— Required task —
Render every one of the entries below as a numbered list, leaving out any blank lines.

Object position labeling entries
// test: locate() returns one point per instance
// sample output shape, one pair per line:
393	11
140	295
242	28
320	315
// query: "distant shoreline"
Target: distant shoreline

— The completed task —
1. // test: locate() returns one point per instance
2. // sample output shape, one pair per line:
3. 393	11
4. 140	295
5. 242	28
6. 320	315
7. // query: "distant shoreline"
8. Target: distant shoreline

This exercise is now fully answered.